▶ **Dataset records**:

◆ ◆ ◆ ◆ ◆ ◆ ◆

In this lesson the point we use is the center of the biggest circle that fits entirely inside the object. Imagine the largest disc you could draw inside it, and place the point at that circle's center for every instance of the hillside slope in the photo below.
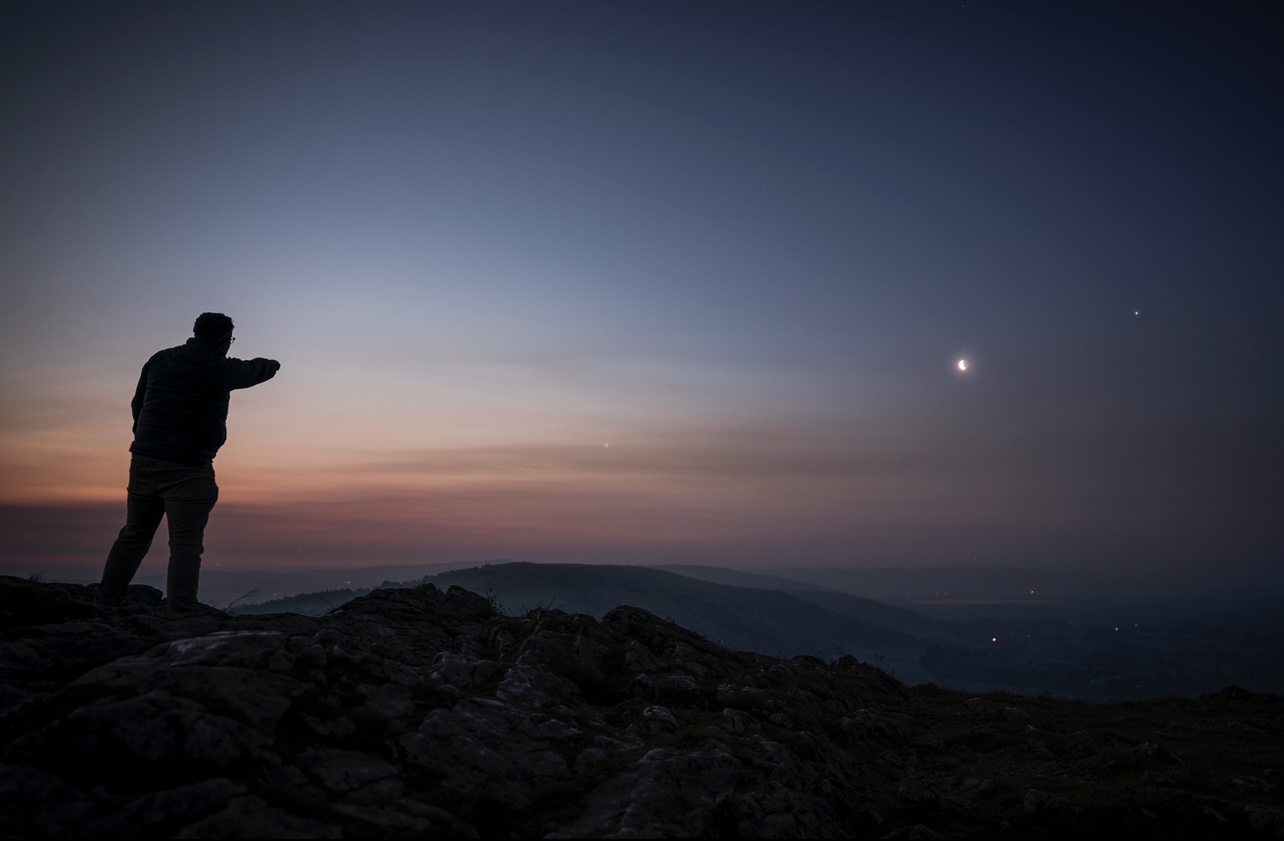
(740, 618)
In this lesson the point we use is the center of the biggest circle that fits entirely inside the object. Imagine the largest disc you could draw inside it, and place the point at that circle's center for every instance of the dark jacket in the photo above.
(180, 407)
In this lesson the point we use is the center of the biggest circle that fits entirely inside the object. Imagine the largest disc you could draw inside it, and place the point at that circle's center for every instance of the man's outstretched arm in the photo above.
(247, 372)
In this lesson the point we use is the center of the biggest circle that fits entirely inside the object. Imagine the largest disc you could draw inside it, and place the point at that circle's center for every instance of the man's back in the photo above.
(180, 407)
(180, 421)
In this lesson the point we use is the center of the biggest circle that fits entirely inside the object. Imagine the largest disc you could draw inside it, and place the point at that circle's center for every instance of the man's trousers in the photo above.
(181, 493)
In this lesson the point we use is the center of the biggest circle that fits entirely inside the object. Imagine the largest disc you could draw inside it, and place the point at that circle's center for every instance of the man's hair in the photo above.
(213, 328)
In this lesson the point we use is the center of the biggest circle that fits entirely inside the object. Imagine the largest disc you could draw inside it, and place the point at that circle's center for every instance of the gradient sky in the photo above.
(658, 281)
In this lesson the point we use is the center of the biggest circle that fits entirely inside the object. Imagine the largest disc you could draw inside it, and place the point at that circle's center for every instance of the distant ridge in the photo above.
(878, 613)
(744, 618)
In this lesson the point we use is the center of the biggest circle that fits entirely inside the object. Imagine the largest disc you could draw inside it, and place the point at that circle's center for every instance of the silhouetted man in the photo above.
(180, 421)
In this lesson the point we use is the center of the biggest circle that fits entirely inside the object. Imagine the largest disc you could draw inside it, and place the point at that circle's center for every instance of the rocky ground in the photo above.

◆ ◆ ◆ ◆ ◆ ◆ ◆

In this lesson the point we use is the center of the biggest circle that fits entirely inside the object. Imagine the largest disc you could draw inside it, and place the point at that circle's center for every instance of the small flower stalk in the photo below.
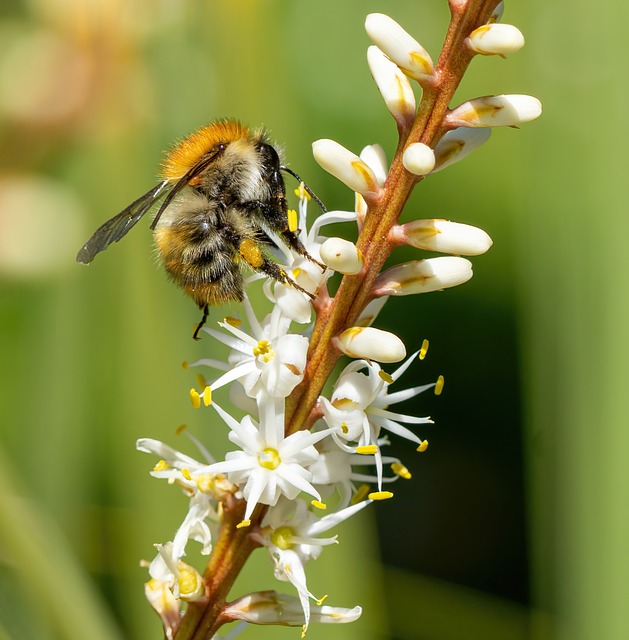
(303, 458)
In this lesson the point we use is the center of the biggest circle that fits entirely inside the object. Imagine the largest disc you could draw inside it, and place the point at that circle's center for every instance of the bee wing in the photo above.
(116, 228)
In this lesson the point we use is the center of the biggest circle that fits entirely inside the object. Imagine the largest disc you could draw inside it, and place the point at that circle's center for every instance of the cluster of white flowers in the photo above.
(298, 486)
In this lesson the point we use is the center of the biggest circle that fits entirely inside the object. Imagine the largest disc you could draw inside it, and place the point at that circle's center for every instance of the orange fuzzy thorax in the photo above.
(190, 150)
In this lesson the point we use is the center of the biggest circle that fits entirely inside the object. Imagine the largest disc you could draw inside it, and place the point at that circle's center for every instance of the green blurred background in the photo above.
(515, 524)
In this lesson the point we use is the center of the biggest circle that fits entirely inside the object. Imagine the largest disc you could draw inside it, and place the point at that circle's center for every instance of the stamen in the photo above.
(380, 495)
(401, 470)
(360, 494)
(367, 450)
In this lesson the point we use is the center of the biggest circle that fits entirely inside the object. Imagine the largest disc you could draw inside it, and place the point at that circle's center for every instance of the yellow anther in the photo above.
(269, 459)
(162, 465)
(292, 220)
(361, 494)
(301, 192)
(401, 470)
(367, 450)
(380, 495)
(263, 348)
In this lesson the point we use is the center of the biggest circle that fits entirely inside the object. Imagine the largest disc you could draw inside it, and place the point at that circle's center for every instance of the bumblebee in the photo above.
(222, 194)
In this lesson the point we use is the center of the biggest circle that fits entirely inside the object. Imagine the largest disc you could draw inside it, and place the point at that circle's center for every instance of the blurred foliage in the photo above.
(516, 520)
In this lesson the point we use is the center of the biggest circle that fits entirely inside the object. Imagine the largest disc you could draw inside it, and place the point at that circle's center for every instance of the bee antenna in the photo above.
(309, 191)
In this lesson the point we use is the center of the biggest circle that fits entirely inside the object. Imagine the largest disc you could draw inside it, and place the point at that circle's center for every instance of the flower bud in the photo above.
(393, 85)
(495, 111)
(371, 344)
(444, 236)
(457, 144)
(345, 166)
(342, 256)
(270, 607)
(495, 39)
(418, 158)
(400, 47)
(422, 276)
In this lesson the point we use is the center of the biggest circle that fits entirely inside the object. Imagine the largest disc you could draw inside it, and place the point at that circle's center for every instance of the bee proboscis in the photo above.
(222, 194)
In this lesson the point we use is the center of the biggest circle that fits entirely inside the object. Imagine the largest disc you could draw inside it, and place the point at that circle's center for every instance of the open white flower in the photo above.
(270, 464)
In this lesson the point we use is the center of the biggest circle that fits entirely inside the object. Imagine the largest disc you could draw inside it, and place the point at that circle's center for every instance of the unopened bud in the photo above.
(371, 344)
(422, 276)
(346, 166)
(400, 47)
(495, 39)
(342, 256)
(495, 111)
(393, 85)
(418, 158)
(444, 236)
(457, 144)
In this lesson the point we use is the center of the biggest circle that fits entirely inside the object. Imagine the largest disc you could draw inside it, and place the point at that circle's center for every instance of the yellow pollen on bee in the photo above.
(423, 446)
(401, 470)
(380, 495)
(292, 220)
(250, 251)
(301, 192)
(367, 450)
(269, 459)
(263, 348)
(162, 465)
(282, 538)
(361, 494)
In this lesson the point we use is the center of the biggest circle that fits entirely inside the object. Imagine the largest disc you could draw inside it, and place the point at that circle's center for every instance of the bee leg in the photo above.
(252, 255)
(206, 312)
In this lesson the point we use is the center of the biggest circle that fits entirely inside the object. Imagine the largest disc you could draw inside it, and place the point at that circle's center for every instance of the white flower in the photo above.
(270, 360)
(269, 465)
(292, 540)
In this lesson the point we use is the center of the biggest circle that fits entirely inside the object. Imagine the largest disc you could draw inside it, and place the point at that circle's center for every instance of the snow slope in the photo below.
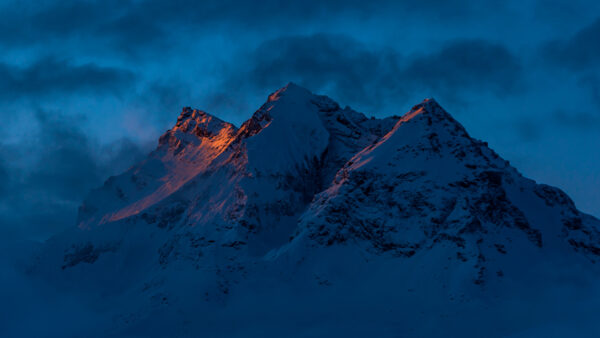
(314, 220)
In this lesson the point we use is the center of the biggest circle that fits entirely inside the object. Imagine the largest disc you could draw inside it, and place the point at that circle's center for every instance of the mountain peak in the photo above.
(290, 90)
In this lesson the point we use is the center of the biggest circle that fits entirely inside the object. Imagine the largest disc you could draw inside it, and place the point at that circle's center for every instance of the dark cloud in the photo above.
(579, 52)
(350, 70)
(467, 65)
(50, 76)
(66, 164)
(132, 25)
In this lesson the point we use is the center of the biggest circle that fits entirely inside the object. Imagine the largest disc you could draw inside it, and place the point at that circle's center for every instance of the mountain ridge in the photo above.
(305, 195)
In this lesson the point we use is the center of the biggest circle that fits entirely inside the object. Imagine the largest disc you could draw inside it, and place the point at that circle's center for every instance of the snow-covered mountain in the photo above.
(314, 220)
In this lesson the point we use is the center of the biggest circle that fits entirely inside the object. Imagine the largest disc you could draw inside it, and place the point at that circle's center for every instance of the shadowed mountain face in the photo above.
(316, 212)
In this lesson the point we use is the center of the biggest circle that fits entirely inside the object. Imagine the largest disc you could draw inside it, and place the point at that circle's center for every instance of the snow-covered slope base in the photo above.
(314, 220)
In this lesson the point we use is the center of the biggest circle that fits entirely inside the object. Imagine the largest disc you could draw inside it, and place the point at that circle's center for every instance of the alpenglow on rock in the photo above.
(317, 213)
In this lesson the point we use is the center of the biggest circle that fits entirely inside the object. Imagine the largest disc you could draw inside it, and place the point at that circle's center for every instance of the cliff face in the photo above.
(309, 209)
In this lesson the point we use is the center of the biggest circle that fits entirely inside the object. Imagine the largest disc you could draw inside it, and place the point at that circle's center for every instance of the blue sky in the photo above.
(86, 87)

◆ ◆ ◆ ◆ ◆ ◆ ◆

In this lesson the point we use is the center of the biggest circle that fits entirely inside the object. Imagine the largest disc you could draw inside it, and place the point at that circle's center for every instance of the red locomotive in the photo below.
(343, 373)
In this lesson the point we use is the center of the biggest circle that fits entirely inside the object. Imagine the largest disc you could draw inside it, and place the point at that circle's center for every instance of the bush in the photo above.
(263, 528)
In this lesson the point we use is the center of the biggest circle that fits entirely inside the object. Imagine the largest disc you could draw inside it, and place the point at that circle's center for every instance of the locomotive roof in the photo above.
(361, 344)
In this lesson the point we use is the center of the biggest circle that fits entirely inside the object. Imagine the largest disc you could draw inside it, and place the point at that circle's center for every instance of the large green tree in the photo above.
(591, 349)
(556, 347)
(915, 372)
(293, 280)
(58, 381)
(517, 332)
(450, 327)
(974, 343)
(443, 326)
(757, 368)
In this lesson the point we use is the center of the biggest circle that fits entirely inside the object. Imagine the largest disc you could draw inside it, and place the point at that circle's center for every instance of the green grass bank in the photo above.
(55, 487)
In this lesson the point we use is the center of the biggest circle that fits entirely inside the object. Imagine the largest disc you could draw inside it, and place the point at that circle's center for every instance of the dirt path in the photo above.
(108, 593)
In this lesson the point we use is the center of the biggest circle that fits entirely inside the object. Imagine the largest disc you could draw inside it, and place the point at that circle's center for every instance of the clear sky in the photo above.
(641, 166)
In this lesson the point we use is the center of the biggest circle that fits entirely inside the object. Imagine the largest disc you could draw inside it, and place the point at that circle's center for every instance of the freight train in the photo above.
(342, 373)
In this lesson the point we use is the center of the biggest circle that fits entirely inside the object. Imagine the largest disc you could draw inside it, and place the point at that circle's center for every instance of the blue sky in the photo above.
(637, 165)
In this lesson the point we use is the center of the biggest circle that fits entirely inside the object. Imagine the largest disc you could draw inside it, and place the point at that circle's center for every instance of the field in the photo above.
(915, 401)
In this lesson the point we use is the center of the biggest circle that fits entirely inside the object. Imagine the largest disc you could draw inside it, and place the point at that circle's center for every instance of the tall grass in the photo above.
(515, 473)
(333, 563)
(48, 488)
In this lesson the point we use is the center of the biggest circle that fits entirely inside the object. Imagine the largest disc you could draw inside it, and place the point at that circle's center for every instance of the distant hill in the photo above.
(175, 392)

◆ ◆ ◆ ◆ ◆ ◆ ◆

▶ **What the task requires**: Pull out the lines from the one containing "trousers in the photo above." through the one containing "rocky ground in the photo above.", both included, and reproduce them word for word.

▶ **Correct result**:
In this lesson the point we use is the center of the biggest circle that fits entirely inside the object. Imagine the largest disc you could draw inside it, and place the point at that circle's center for every instance of the man's trousers in the photo above.
(181, 493)
In this lesson the point we use is the center of the biggest circle that fits entirely inside the object. Imagine the largest disc you could draw inside it, and place the point at that circle's center for every instance of the man's hair in the photo above.
(213, 328)
In this lesson the point we use is the center of the biggest circle that fits entirely inside the object. Imagine the largest disc you could draw inside it, and place the point at that circle's center for every instance of the gradient sky in the photo above.
(658, 281)
In this lesson the point we use is the center of the biggest circle that fits entirely inside the object. Imagine the largest disc you could draw inside it, and place the point at that circle's center for every instance of the distant ridge in the photo above.
(878, 613)
(744, 618)
In this lesson the point we use is the center of the biggest circle that fits entirely inside the object. Imagine the largest disc you could draw inside it, and place the point at that circle's center for every instance of the silhouetted man in the photo above.
(180, 421)
In this lesson the point we use is the center of the biggest circle that fits entirely inside the object. Imagine the largest disc you could draw inside it, and place the point at that circle's center for every instance of the rocky ground in the photo above.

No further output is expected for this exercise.